SUPPLIED MATERIAL section start
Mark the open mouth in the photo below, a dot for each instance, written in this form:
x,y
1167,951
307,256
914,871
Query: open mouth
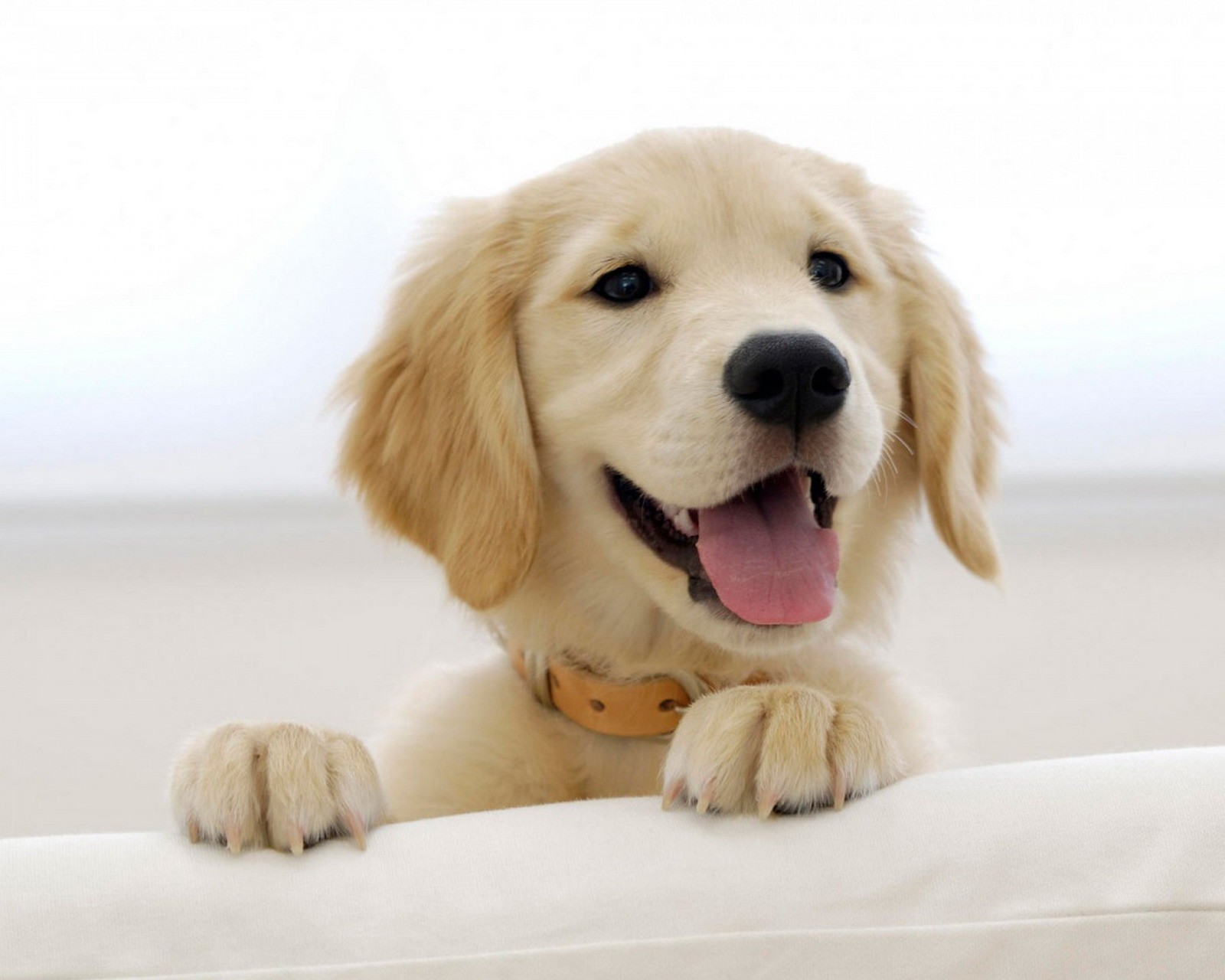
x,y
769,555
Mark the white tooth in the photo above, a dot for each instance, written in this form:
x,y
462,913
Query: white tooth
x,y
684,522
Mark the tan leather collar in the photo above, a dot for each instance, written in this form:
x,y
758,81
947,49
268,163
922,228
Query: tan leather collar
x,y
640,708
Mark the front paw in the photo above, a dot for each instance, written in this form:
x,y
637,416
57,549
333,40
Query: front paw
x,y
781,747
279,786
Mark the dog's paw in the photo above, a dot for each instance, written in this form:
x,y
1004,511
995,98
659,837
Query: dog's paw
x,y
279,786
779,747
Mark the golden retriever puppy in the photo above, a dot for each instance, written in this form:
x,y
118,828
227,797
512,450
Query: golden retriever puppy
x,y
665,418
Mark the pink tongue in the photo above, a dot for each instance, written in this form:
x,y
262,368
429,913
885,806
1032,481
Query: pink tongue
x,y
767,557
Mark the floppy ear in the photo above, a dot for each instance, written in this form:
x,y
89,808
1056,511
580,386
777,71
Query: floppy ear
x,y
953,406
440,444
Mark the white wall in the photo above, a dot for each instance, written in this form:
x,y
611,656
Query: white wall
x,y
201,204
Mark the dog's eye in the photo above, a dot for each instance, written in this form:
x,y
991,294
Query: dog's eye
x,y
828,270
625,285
SUPPLIED MATERIAL section end
SUPPLIED MATERIAL section start
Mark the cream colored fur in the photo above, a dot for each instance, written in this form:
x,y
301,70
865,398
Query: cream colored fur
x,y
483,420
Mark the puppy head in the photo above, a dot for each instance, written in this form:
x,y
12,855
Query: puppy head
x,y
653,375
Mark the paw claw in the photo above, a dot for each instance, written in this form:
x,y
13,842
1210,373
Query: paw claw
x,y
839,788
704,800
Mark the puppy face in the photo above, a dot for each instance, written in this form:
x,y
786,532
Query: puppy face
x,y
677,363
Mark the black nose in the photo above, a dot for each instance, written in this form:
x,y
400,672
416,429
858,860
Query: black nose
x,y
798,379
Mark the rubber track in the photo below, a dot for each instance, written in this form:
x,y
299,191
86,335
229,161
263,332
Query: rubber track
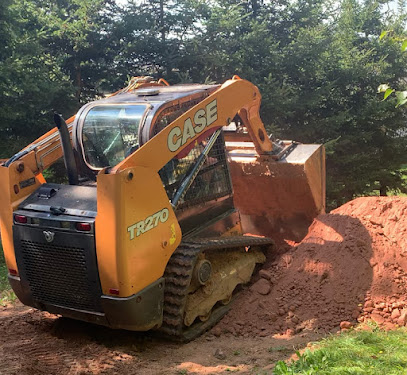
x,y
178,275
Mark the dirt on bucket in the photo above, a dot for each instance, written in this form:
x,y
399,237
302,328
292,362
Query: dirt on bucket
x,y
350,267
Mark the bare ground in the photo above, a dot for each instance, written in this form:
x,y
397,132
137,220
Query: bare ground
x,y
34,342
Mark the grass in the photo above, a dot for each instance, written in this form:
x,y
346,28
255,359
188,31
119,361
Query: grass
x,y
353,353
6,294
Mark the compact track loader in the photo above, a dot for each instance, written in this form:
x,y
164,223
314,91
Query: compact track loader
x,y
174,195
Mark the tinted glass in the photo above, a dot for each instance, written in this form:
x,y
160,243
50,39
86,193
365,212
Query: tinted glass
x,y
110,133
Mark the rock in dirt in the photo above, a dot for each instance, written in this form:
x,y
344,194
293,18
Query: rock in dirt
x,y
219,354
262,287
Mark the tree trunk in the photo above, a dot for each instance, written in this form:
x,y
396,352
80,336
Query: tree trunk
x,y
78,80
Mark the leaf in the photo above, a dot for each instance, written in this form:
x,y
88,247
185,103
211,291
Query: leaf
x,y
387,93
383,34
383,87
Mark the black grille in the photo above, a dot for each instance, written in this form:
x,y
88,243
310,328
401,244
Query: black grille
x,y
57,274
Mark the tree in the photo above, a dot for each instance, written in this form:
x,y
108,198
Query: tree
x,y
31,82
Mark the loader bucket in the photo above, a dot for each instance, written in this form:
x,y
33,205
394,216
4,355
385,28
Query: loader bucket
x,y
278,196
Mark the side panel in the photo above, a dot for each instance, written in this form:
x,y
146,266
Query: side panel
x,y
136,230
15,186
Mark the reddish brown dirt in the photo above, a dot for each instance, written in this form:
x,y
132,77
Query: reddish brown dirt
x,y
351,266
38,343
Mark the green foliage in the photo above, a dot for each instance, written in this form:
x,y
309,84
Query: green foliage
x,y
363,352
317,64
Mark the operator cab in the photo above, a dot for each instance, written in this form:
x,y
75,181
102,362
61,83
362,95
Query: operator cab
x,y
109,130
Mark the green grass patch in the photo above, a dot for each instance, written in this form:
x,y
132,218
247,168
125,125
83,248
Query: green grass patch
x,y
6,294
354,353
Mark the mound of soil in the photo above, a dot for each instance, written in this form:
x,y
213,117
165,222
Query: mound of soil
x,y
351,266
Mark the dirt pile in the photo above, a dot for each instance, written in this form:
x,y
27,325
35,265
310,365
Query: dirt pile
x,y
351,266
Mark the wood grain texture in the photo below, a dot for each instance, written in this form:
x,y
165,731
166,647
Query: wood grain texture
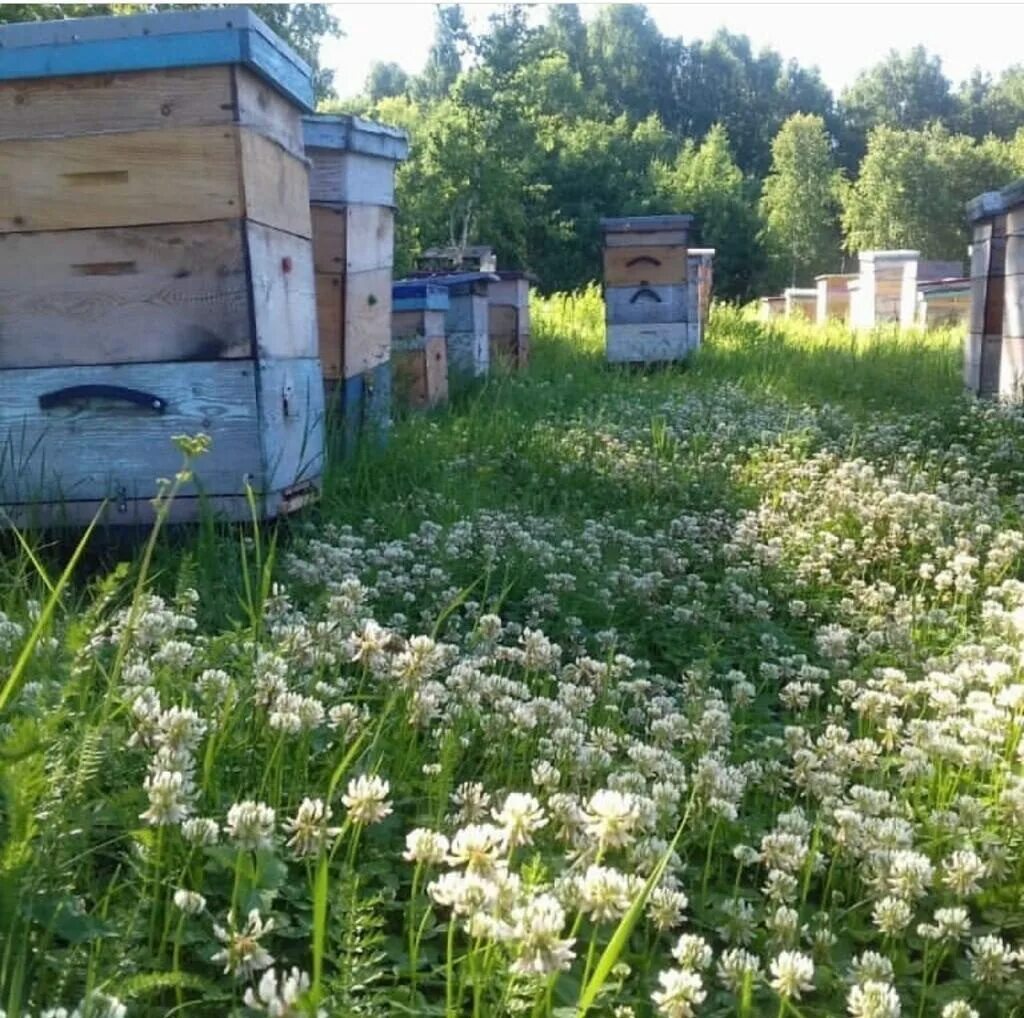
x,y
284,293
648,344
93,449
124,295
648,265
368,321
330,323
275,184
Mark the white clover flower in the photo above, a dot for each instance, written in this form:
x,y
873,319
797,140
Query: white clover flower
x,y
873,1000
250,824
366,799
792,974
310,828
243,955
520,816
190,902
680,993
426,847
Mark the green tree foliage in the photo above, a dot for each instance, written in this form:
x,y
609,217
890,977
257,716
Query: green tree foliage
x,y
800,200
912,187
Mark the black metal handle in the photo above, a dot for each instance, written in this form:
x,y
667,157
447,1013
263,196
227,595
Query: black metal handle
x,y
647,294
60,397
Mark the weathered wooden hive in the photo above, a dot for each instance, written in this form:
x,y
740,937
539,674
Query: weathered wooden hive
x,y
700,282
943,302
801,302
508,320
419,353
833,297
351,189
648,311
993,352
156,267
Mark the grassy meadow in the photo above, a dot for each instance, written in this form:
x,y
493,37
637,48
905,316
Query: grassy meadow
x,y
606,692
SUPPLIED MATERIAL section end
SUPPLIED MATERIAL section start
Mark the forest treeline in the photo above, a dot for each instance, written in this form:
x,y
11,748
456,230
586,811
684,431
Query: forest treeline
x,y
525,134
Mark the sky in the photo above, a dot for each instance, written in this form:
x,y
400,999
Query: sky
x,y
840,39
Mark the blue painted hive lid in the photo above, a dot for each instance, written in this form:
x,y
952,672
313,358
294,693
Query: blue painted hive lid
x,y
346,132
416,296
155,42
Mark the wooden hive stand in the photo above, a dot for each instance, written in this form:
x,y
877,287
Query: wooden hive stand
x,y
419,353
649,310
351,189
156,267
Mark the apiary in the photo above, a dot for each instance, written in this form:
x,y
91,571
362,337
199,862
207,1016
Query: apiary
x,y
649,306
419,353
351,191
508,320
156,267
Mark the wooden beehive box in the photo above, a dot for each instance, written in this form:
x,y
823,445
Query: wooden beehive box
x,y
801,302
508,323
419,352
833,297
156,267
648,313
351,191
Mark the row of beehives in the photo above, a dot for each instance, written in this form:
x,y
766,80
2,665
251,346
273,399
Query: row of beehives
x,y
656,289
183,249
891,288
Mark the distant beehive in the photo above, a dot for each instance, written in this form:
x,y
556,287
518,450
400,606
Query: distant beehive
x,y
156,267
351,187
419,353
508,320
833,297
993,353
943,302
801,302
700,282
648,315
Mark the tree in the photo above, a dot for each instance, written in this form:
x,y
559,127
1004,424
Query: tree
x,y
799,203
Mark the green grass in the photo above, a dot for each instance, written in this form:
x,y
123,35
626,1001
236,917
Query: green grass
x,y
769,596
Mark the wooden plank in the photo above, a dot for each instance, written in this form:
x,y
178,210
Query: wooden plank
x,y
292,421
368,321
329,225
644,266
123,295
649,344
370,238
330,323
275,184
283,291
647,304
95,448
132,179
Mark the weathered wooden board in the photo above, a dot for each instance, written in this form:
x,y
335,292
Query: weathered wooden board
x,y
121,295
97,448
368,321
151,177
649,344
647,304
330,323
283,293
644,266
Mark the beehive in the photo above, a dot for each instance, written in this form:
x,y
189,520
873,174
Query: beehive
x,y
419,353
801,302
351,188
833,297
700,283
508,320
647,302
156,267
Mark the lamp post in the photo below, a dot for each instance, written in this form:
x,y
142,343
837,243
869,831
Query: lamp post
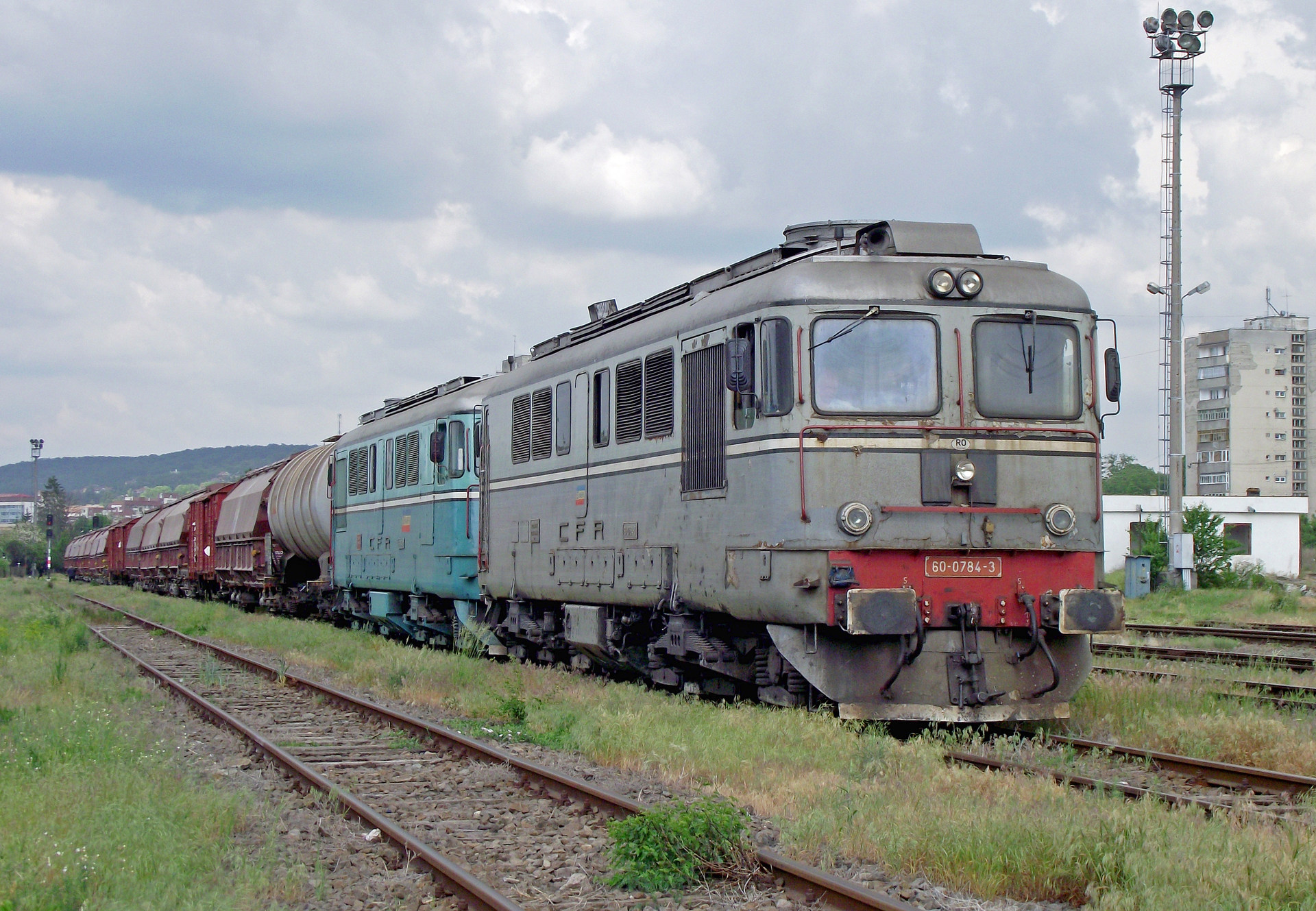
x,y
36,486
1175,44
SUPPLIED MATERIAL section end
● **WHAT TO PRODUCE**
Scan the listing above and copy all lines containing the word "below".

● **SOLUTION**
Mark the open mouth in the photo below, a dot for each instance, written in this form:
Mark the rubber track in the photo below, a dot for each instance, written in this form:
Mark the wood grain texture in the photo below, a dot for each instance, written in this form:
Mark the lamp post in the photo below, a dot for each instance, written in this form:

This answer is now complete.